§ Directive
Reproduce the listing below character for character; drop every image.
[Start]
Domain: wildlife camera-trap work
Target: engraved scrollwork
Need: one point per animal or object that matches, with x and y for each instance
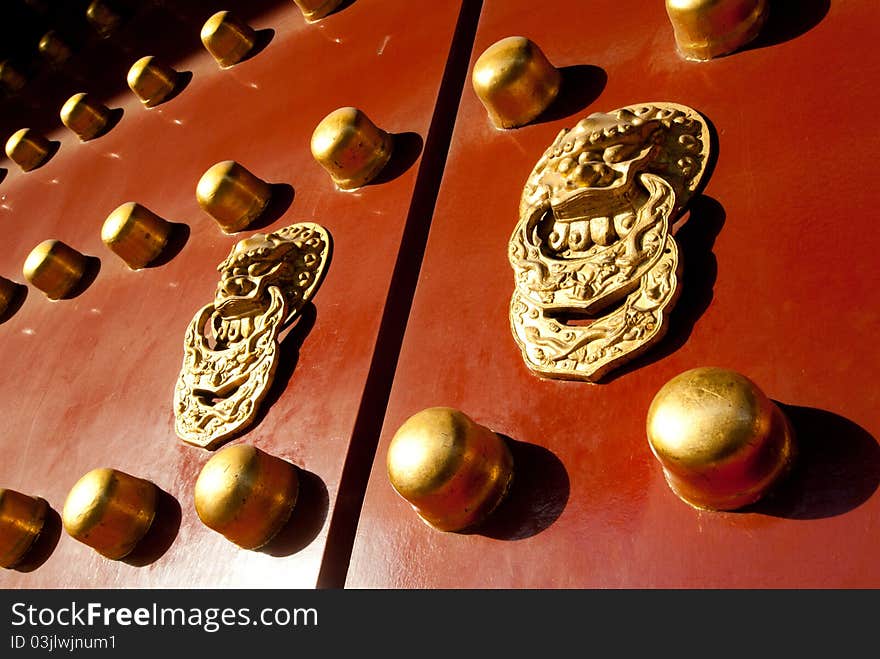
(596, 267)
(231, 345)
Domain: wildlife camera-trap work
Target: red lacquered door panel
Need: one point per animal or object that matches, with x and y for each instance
(88, 382)
(780, 283)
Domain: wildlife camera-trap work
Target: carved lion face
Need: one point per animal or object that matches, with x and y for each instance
(594, 223)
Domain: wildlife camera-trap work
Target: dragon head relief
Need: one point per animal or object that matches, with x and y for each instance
(594, 229)
(231, 345)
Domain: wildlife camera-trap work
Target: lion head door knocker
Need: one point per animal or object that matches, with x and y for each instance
(595, 264)
(230, 350)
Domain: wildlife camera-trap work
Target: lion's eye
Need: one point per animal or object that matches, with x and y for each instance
(258, 268)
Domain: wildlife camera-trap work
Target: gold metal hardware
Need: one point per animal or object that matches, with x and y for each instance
(246, 495)
(594, 230)
(54, 49)
(85, 116)
(135, 234)
(721, 442)
(227, 38)
(103, 17)
(110, 511)
(28, 149)
(514, 81)
(11, 78)
(264, 283)
(21, 521)
(451, 470)
(350, 147)
(233, 196)
(55, 268)
(709, 28)
(151, 80)
(314, 10)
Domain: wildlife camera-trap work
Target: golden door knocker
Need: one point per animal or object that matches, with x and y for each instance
(595, 264)
(230, 350)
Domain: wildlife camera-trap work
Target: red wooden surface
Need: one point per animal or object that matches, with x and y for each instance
(88, 381)
(780, 283)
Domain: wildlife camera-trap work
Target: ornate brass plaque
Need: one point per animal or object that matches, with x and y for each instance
(595, 264)
(230, 350)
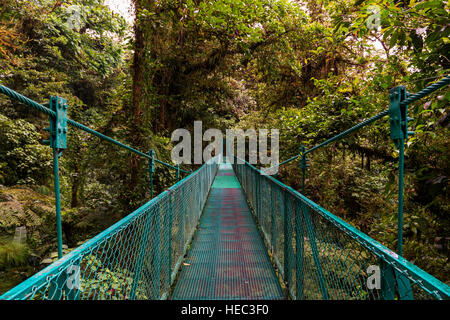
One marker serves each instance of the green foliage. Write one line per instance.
(23, 159)
(13, 254)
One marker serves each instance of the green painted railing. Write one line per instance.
(56, 109)
(399, 99)
(136, 258)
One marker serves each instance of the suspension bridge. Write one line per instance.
(230, 231)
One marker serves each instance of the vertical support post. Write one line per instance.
(299, 245)
(151, 169)
(303, 166)
(57, 202)
(58, 142)
(398, 120)
(401, 168)
(287, 216)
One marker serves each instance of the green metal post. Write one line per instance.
(303, 166)
(299, 245)
(151, 169)
(401, 165)
(58, 142)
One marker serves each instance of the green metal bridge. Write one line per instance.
(231, 231)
[End]
§ Task answer
Domain: wildlife camera-trap work
Target: engraved scrollwork
Need: one point per animal or object that matches, with x and y for each instance
(596, 267)
(231, 345)
Domain: wildlife camera-trap work
Target: red lacquered door panel
Need: one point per animal or object that matches, with x and y for each instance
(88, 382)
(780, 283)
Domain: wildlife camera-trap work
Target: carved lion face
Need: one point per animal or object that matches, with x and y for each instance
(594, 223)
Domain: wildlife camera-trap work
Target: dragon head relief
Need: one point per animal or object that matches, with x and y for each instance
(594, 229)
(231, 345)
Domain: wildlife camera-trap work
Target: lion head door knocker
Need: one point per animal or object that matches, with x and y for each instance
(595, 264)
(230, 350)
Domain: wildlife camera-trap work
Target: lion's eye
Need: one point per animal or object that matches, with x and y for each instance
(258, 268)
Domain: wildlife camera-trap work
Target: gold metal hardware
Need: one point per animal or object that matches, with x and y for each instance
(246, 495)
(594, 230)
(54, 49)
(85, 116)
(135, 234)
(721, 442)
(227, 38)
(103, 17)
(110, 511)
(28, 149)
(514, 81)
(11, 78)
(264, 283)
(21, 521)
(451, 470)
(350, 147)
(233, 196)
(55, 268)
(709, 28)
(151, 80)
(314, 10)
Domain: wildlife camera-trap work
Target: golden door knocker
Need: one point per animal or object that matches, with x and y for each instance
(595, 264)
(230, 350)
Domain: wildlife camera-trap work
Target: red wooden surface
Need: one point per animal or object that matches, with x and y for each instance
(88, 381)
(780, 283)
Domain: wildlife camera-trap work
Target: ornate brass plaque
Need: one point per animal or object that matches, with x and y for each instance
(595, 264)
(230, 350)
One marker serves each instance of the green foliage. Write one line per instance.
(23, 159)
(13, 254)
One marker serves each instance of the green painted railing. Write one line per instance.
(56, 109)
(399, 99)
(136, 258)
One marker serves each instance of the suspension bridge. Write one line per instance.
(230, 231)
One marker serves each instance of the vertical support post. Write one line per instance.
(299, 245)
(151, 169)
(303, 166)
(57, 202)
(58, 142)
(398, 120)
(401, 168)
(287, 216)
One marker serves each instance of the green metal post. Write one line per instance.
(303, 166)
(299, 245)
(151, 169)
(401, 165)
(58, 142)
One marker serves each instance of the green metal bridge. Write one line per instance.
(231, 231)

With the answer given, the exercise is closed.